Data shown:
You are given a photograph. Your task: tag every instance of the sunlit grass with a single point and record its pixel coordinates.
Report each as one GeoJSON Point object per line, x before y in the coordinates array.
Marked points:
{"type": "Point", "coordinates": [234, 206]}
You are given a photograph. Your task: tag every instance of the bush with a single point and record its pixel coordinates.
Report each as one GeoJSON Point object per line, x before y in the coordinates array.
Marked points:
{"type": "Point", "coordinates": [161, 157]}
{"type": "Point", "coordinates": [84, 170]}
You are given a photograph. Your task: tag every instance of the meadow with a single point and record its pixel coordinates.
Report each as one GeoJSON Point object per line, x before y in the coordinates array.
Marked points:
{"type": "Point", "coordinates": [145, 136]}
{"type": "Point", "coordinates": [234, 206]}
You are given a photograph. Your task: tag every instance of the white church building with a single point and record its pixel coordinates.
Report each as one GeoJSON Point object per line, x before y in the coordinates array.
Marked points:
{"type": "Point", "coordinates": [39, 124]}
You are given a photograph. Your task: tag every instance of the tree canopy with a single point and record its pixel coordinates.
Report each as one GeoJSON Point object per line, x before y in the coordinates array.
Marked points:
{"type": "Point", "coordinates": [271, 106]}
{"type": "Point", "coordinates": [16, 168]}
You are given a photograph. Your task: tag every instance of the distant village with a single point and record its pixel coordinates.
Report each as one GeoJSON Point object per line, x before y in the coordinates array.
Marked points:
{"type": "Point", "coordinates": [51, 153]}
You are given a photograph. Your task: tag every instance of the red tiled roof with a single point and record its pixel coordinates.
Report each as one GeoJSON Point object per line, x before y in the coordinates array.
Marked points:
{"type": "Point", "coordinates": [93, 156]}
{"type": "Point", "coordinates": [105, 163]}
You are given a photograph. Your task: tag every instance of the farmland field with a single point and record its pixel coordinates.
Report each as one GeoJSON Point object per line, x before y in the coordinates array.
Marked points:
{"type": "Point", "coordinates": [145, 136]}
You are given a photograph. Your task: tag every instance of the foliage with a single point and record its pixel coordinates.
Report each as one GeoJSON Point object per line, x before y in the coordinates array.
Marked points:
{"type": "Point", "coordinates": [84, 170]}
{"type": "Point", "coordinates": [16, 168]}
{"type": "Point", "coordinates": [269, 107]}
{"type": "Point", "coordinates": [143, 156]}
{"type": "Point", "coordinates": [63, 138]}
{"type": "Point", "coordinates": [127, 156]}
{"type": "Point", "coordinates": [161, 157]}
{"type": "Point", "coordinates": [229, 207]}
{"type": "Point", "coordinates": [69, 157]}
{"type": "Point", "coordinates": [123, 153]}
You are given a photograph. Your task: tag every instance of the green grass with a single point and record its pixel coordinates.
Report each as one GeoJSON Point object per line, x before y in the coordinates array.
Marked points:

What is required: Rewrite every one of the lines above, changing "tag" to "label" wherever it occurs and keeping everything else the same.

Response to the exercise:
You are given a photograph. Your task: label every instance of the sunlit grass with a single point and record its pixel coordinates.
Report each as one GeoJSON Point object per line, x before y in the coordinates array.
Marked points:
{"type": "Point", "coordinates": [234, 206]}
You are given a photograph. Your task: label every instance of the bush with a single point and record its pixel coordinates.
Report each as one GeoJSON Point object per line, x before y in the coordinates array.
Marked points:
{"type": "Point", "coordinates": [161, 157]}
{"type": "Point", "coordinates": [84, 170]}
You are given a photograph. Your task: label every instance of the meadow with a single point and record its pixel coordinates.
Report each as one GeoJSON Point object per line, x before y in the coordinates array.
Marked points:
{"type": "Point", "coordinates": [145, 136]}
{"type": "Point", "coordinates": [234, 206]}
You are given a photograph. Your task: label every instance of the white church building with a single point and record its pixel coordinates.
Report each as one GeoJSON Point object per line, x before y in the coordinates array.
Marked points:
{"type": "Point", "coordinates": [39, 124]}
You are given a photograph. Your task: label every instance of the tree canopy with a single point and record its pixel coordinates.
Report each as one GeoJSON Point object per line, x before y in the coordinates array.
Marked points:
{"type": "Point", "coordinates": [271, 106]}
{"type": "Point", "coordinates": [16, 168]}
You are given a photograph. Your task: label every instance of the distant village with a single point and record its pixel coordinates.
Report each as one GeoJSON Point object per line, x before y in the coordinates array.
Marked points:
{"type": "Point", "coordinates": [51, 153]}
You are given a photograph. Your task: label every instance of the red tiled roof with a single point and record its pixel coordinates.
Report each as one GeoJSON Point object per line, x before y in the coordinates array.
Marked points:
{"type": "Point", "coordinates": [93, 156]}
{"type": "Point", "coordinates": [105, 163]}
You are given a photograph. Your task: label every instance of the farmland field with a single point and record its pixel coordinates.
Report each as one GeoJSON Point object per line, x before y in the coordinates array.
Marked points:
{"type": "Point", "coordinates": [145, 136]}
You are given a photograph. Your task: label every instance of the foliage with a single point and record its pixel coordinates.
Report each as one GeoJSON Point object per line, x before y in the coordinates array.
Marked points:
{"type": "Point", "coordinates": [84, 170]}
{"type": "Point", "coordinates": [16, 168]}
{"type": "Point", "coordinates": [269, 107]}
{"type": "Point", "coordinates": [143, 156]}
{"type": "Point", "coordinates": [63, 138]}
{"type": "Point", "coordinates": [127, 156]}
{"type": "Point", "coordinates": [161, 157]}
{"type": "Point", "coordinates": [229, 207]}
{"type": "Point", "coordinates": [69, 157]}
{"type": "Point", "coordinates": [123, 153]}
You are given a photograph. Your task: label every instance of the green grass with a single point and record its pixel coordinates.
Report each as one GeoJSON Point object per line, x before y in the coordinates array.
Marked points:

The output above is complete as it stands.